Суть задания:
Выведите выбранный фрагмент целиком, не меняя в нем ни слова и ни одного знака.

Выбранный фрагмент:
А я как раз с девочками всегда ходил.
А я платил 500 рублей!
Я это все к чему. Эти узнаваемые детали из вашего фильма — разговоры, интонации, все эти манеры «очаровательных бездельниц», — у меня к ним почему-то просыпается удивительная нежность. Отчасти вызванная тем, что все это очевидным образом прошло. Кино не просто привязано к событиям годичной давности, это вообще уходящая натура. Извините за такой школьный вопрос, но вы по отношению к своим героям что чувствуете? Вам их жалко?
Я уже вздрагиваю, когда мне и в похвальном, и в отрицательном смысле начинают про какие-то социальные обстоятельства рассказывать.
Простите, я, видимо, на автомате пытаюсь все духом времени измерить.

Показанные сведения:
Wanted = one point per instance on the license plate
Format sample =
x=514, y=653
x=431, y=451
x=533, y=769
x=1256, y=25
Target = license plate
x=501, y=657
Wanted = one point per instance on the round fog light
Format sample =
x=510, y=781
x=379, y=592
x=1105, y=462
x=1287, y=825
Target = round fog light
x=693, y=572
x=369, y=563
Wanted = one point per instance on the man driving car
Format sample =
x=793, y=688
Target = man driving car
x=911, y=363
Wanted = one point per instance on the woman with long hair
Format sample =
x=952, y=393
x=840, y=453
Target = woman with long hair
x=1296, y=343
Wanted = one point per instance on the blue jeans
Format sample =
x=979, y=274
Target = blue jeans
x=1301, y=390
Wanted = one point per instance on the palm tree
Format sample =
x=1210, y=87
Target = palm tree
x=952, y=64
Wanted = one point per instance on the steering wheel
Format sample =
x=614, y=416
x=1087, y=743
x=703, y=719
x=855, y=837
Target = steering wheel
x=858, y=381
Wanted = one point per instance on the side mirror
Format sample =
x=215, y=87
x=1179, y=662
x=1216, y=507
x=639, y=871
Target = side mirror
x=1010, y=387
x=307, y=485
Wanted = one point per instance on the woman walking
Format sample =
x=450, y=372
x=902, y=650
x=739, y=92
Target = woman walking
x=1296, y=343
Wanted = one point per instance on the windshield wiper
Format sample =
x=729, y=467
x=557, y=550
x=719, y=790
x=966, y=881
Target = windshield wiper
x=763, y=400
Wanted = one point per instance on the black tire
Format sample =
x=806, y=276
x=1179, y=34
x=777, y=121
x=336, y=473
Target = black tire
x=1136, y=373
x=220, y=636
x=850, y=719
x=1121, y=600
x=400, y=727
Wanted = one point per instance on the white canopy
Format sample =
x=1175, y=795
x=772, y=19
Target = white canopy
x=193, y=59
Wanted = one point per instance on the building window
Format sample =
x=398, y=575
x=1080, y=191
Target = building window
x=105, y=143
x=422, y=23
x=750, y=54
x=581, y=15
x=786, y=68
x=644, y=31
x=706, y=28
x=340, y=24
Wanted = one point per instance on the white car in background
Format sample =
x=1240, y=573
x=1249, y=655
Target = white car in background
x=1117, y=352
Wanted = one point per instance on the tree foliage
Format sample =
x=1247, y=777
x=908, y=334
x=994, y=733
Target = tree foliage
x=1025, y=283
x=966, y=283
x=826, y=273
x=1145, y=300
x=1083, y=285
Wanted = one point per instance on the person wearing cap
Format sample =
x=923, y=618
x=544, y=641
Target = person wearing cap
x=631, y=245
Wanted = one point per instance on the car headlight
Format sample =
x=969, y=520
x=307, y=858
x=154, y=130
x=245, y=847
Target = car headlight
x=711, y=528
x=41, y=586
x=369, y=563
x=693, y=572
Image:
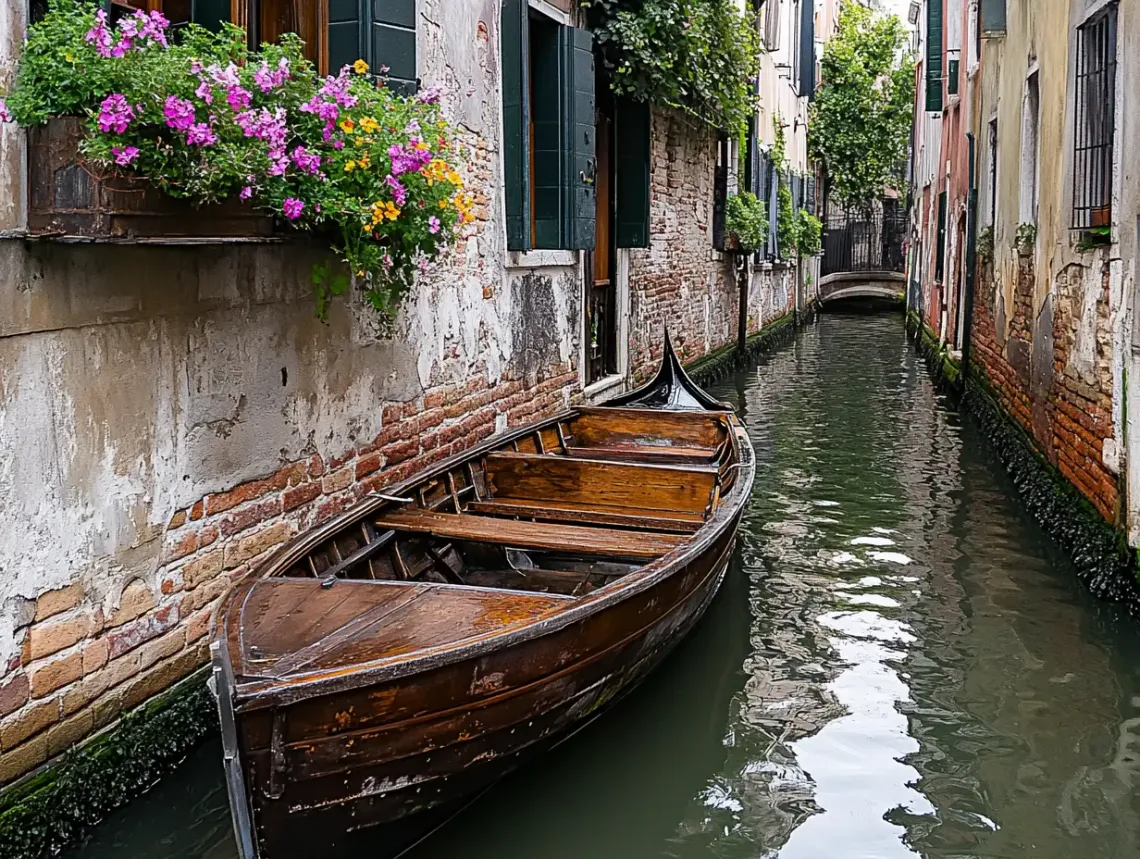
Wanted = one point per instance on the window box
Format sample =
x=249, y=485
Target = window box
x=72, y=199
x=1101, y=217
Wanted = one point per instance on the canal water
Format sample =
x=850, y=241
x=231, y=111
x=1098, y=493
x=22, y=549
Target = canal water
x=901, y=664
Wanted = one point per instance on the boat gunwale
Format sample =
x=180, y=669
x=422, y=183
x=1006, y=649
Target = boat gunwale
x=257, y=694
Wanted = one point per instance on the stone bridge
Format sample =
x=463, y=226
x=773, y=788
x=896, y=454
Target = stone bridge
x=852, y=285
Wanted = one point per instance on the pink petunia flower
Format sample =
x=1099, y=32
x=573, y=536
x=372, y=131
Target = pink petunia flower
x=292, y=207
x=124, y=156
x=179, y=113
x=115, y=114
x=201, y=135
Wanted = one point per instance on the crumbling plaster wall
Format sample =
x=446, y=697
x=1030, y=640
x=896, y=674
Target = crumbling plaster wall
x=136, y=382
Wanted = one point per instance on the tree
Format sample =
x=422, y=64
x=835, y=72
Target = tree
x=861, y=120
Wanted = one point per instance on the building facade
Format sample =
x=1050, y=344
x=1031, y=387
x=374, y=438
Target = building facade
x=1032, y=161
x=171, y=414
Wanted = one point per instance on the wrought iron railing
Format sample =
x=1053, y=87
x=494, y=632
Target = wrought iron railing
x=864, y=240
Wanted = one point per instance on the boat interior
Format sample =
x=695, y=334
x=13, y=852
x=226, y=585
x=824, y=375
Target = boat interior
x=561, y=510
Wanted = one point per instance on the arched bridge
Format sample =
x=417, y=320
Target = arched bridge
x=863, y=254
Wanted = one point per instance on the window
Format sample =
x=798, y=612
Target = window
x=1096, y=121
x=934, y=56
x=335, y=32
x=1031, y=112
x=993, y=17
x=548, y=132
x=772, y=24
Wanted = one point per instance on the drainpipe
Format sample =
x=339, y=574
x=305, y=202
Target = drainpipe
x=742, y=321
x=971, y=259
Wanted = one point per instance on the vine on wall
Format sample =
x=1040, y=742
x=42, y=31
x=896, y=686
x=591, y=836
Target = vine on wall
x=697, y=56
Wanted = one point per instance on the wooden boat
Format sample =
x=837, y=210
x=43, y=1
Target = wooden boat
x=412, y=652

Готовый ответ:
А я как раз с девочками всегда ходил.
А я платил 500 рублей!
Я это все к чему. Эти узнаваемые детали из вашего фильма — разговоры, интонации, все эти манеры «очаровательных бездельниц», — у меня к ним почему-то просыпается удивительная нежность. Отчасти вызванная тем, что все это очевидным образом прошло. Кино не просто привязано к событиям годичной давности, это вообще уходящая натура. Извините за такой школьный вопрос, но вы по отношению к своим героям что чувствуете? Вам их жалко?
Я уже вздрагиваю, когда мне и в похвальном, и в отрицательном смысле начинают про какие-то социальные обстоятельства рассказывать.
Простите, я, видимо, на автомате пытаюсь все духом времени измерить.